_YOUR OBJECTIVE_: Turn each line of the entries below into an item in a numbered list, leaving out any blank lines.

[Shape annotation entries]
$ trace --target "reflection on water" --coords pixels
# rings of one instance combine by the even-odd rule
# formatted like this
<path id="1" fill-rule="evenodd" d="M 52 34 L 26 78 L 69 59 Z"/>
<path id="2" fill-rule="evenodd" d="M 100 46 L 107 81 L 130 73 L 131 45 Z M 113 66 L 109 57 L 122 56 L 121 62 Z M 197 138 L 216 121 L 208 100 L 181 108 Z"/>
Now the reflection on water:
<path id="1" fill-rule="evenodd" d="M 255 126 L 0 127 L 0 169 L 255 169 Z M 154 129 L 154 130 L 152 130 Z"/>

_THE OUTPUT_:
1. $ trace --target "reflection on water" --coords pixels
2. # rings of one instance combine by the even-odd rule
3. # formatted like this
4. <path id="1" fill-rule="evenodd" d="M 52 34 L 26 78 L 69 59 Z"/>
5. <path id="2" fill-rule="evenodd" d="M 100 46 L 107 81 L 130 73 L 131 45 Z M 113 66 L 109 57 L 122 56 L 121 62 Z M 197 138 L 216 121 L 208 100 L 181 108 Z"/>
6. Now the reflection on water:
7. <path id="1" fill-rule="evenodd" d="M 255 126 L 0 127 L 0 169 L 255 169 Z M 154 129 L 154 130 L 152 130 Z"/>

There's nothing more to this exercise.